Extract to read>
══════════════════════════════
Why every platform team is rebuilding around LLMs
RAG pipelines, agent runtimes, and eval harnesses are moving from side projects to core infrastructure. Here's what the shift looks like in production.

For most of the last decade, "platform engineering" meant Kubernetes, CI/CD, and a paved road for shipping services. In 2026, a second paved road is being laid down next to it — one for LLM-powered features — and the teams who own it look a lot like the teams who owned containers five years ago.
The new primitives
A production LLM stack has settled into a recognizable shape:
- Gateways that handle routing, retries, rate limits, and cost attribution across providers.
- Retrieval pipelines (RAG) that keep a vector index fresh and observable.
- Eval harnesses that score outputs continuously, not just at release.
- Agent runtimes with tool sandboxes, timeouts, and audit logs.
None of these are research problems anymore. They're infrastructure, and infrastructure is what platform teams do.
══════════════════════════════
Dataset entries>
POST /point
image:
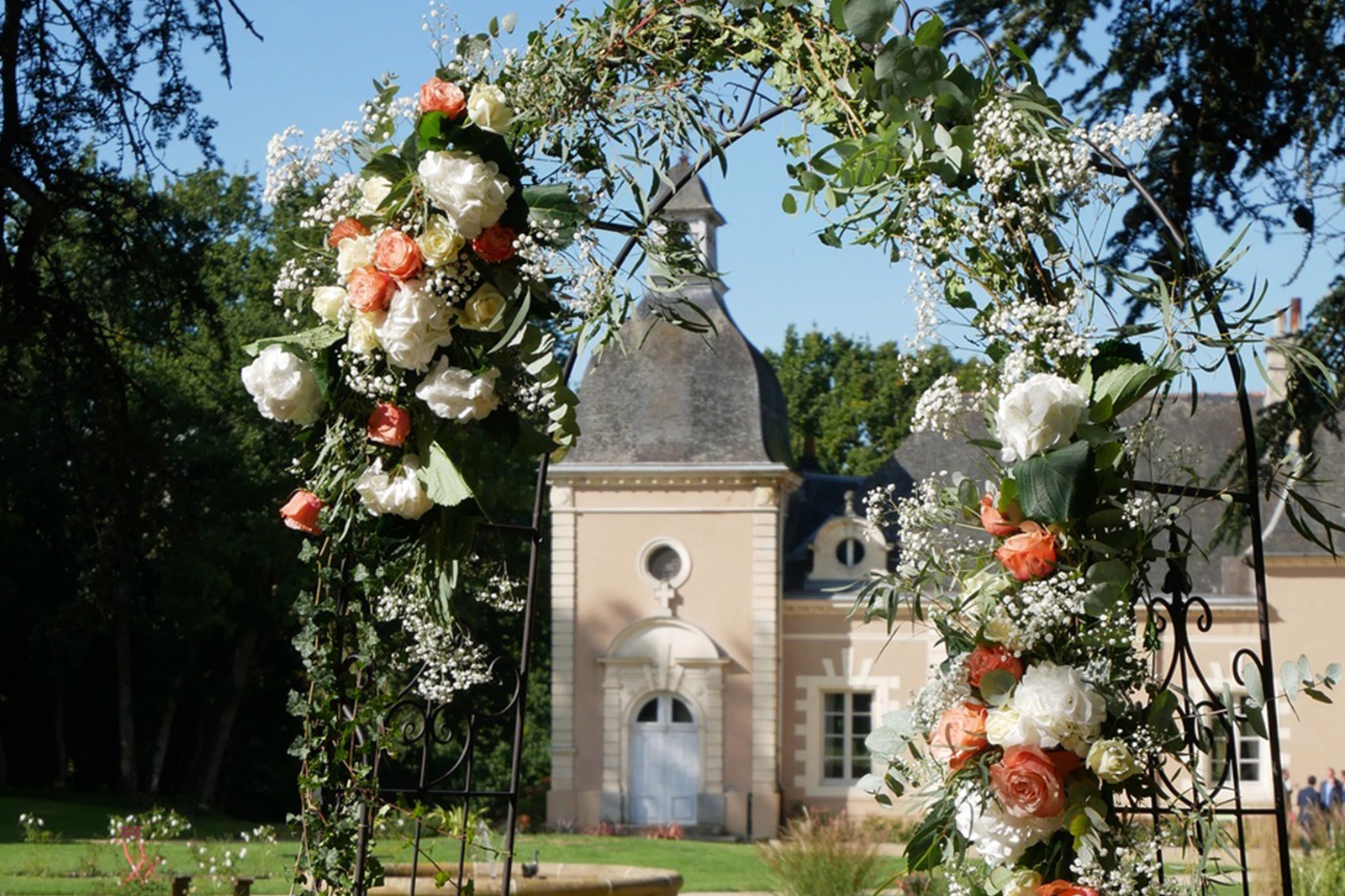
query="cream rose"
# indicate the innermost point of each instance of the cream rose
(417, 324)
(440, 244)
(483, 309)
(1059, 708)
(282, 387)
(372, 194)
(401, 495)
(1113, 762)
(1024, 883)
(1039, 414)
(459, 394)
(488, 108)
(354, 253)
(470, 192)
(329, 302)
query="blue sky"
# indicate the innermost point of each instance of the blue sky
(319, 57)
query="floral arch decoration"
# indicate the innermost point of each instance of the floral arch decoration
(435, 275)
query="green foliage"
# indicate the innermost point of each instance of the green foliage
(853, 401)
(820, 856)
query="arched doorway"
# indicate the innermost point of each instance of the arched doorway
(665, 762)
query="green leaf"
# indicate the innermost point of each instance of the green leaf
(868, 19)
(311, 340)
(1289, 678)
(997, 685)
(553, 208)
(443, 482)
(1127, 383)
(1052, 486)
(930, 34)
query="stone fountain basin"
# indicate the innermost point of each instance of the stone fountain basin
(551, 878)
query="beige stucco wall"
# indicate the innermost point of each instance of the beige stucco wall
(728, 525)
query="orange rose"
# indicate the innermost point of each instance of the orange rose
(1032, 783)
(389, 424)
(300, 512)
(1031, 553)
(370, 289)
(345, 229)
(1000, 524)
(443, 96)
(397, 255)
(1066, 888)
(495, 244)
(988, 658)
(959, 735)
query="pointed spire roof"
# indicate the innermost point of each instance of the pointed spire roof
(692, 201)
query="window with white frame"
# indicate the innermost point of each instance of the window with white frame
(1247, 750)
(847, 721)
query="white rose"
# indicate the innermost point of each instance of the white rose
(470, 192)
(440, 242)
(459, 394)
(372, 194)
(1113, 762)
(362, 336)
(1001, 838)
(483, 309)
(416, 326)
(1059, 708)
(1005, 727)
(282, 387)
(329, 302)
(1039, 414)
(486, 107)
(1024, 883)
(353, 253)
(400, 495)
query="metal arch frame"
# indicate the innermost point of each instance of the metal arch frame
(1176, 609)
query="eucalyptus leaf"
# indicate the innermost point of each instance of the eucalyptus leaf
(1051, 486)
(309, 340)
(868, 19)
(443, 482)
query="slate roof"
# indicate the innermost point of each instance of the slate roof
(663, 394)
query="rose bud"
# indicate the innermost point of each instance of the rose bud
(443, 96)
(397, 255)
(1064, 888)
(495, 244)
(1001, 524)
(988, 658)
(1029, 555)
(300, 512)
(346, 229)
(389, 424)
(959, 735)
(370, 289)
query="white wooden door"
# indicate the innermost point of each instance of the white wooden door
(665, 763)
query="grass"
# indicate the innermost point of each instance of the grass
(85, 862)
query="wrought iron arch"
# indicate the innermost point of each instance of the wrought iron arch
(443, 737)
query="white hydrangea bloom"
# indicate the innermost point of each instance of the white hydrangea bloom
(1039, 414)
(459, 394)
(1056, 708)
(416, 326)
(401, 495)
(470, 192)
(1001, 838)
(282, 387)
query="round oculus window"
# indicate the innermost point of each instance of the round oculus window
(851, 552)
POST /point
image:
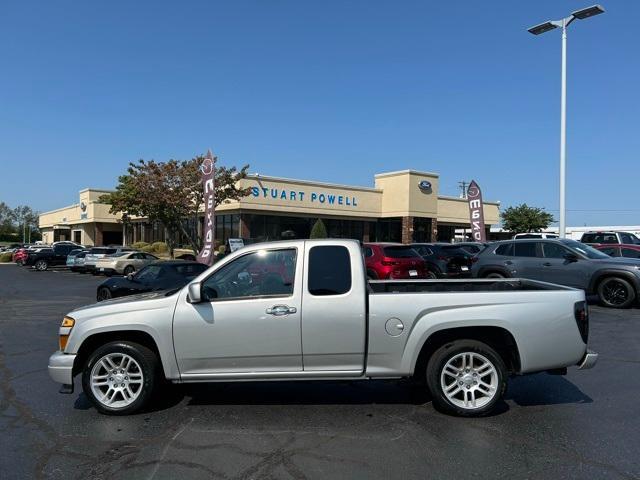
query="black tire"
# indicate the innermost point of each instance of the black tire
(41, 265)
(103, 294)
(494, 275)
(435, 378)
(616, 292)
(149, 367)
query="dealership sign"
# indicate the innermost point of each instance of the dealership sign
(476, 212)
(208, 182)
(324, 198)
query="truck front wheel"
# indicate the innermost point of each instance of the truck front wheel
(119, 377)
(466, 378)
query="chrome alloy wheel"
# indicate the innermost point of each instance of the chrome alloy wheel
(469, 380)
(116, 380)
(615, 292)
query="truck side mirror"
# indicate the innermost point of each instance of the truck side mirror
(194, 292)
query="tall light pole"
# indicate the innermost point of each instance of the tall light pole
(537, 30)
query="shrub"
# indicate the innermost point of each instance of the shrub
(160, 247)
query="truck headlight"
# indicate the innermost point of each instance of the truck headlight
(65, 331)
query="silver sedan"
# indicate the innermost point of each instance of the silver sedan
(123, 263)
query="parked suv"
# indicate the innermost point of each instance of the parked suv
(445, 260)
(95, 253)
(123, 263)
(610, 237)
(43, 258)
(616, 281)
(393, 261)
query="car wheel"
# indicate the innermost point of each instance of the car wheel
(616, 292)
(104, 294)
(119, 377)
(494, 275)
(466, 378)
(41, 265)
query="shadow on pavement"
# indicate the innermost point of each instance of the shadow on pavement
(544, 389)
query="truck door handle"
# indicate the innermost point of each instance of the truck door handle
(280, 310)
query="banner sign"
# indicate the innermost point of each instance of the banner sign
(476, 212)
(208, 182)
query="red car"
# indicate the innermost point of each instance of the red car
(393, 261)
(619, 249)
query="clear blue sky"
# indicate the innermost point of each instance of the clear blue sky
(332, 91)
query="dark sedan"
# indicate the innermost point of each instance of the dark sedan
(163, 275)
(445, 260)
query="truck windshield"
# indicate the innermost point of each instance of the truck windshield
(400, 252)
(585, 250)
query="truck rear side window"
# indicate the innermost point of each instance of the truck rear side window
(329, 270)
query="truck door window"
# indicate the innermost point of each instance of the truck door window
(329, 270)
(630, 253)
(265, 273)
(505, 249)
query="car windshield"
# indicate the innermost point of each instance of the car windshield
(400, 252)
(584, 249)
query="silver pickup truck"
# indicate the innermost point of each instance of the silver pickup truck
(304, 310)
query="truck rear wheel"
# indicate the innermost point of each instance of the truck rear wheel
(466, 378)
(616, 292)
(119, 377)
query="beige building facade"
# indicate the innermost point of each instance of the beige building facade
(403, 206)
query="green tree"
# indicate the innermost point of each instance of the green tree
(523, 218)
(318, 230)
(172, 193)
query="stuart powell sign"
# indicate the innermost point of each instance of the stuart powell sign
(476, 212)
(208, 182)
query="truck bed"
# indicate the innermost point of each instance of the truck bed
(462, 285)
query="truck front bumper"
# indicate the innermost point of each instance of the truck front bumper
(61, 367)
(589, 360)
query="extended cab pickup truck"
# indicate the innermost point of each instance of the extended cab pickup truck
(304, 310)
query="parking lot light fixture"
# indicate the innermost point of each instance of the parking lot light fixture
(537, 30)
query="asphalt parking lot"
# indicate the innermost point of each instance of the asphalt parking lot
(583, 425)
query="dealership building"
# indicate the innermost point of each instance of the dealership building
(403, 206)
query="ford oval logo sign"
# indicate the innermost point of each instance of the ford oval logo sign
(424, 185)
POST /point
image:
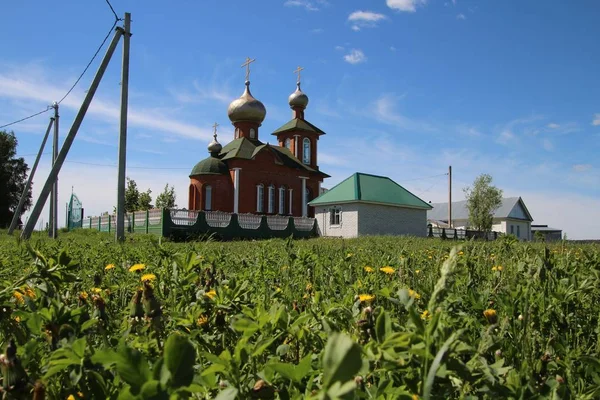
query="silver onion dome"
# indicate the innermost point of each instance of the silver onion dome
(298, 98)
(246, 108)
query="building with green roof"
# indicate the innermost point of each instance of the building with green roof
(365, 204)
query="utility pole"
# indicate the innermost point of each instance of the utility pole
(17, 213)
(53, 224)
(39, 205)
(450, 196)
(120, 234)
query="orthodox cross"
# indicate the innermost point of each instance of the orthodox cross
(247, 65)
(297, 71)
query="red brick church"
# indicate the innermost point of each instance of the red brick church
(249, 176)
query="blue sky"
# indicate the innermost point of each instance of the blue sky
(403, 88)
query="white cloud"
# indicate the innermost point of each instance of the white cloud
(355, 56)
(365, 19)
(581, 167)
(405, 5)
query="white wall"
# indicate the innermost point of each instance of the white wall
(348, 227)
(376, 219)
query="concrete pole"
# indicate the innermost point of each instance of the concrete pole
(53, 226)
(450, 196)
(120, 231)
(39, 205)
(15, 219)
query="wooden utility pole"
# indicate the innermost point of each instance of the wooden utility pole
(17, 213)
(450, 196)
(62, 155)
(120, 234)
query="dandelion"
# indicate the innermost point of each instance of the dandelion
(148, 277)
(388, 270)
(137, 267)
(490, 315)
(366, 298)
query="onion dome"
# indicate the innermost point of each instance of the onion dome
(298, 98)
(246, 108)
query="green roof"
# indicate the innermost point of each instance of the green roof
(298, 124)
(371, 189)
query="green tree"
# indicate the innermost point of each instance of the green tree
(13, 177)
(483, 200)
(167, 198)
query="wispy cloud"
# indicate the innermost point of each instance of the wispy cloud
(365, 19)
(405, 5)
(355, 56)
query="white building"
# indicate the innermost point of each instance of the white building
══════════════════════════════
Exercise requirements>
**1)** In the article on platform teams and LLMs, why do gateways, retrieval pipelines, eval harnesses, and agent runtimes fall to platform teams? Answer in one to three sentences.
**2)** Continue the article on platform teams and LLMs, starting after its last sentence.
The rows have no connection to the article on platform teams and LLMs.

Answer section>
**1)** They are no longer research problems but infrastructure. Infrastructure is what platform teams do.

**2)**
Treat prompts like config
The biggest cultural shift is treating prompts and model choices as versioned configuration, not code buried in a service:
from observe import gateway
resp = gateway.chat(
model="claude-opus-4-8",
prompt_id="support/triage@v7", # versioned, not inline
inputs={"ticket": ticket_text},
budget_usd=0.02, # hard ceiling, attributed to the team
)
Once prompts are versioned artifacts, you can roll them back, A/B them, and diff them — the same things you already do for everything else in production.
What to build first
If you're standing this up, start with the gateway and cost attribution. You can't manage what you can't see, and the first painful surprise is always the bill. Retrieval and evals come next, once you have traffic flowing through one observable choke point.
The teams getting this right aren't the ones with the fanciest models. They're the ones who made LLM calls boring, observable, and cheap to change.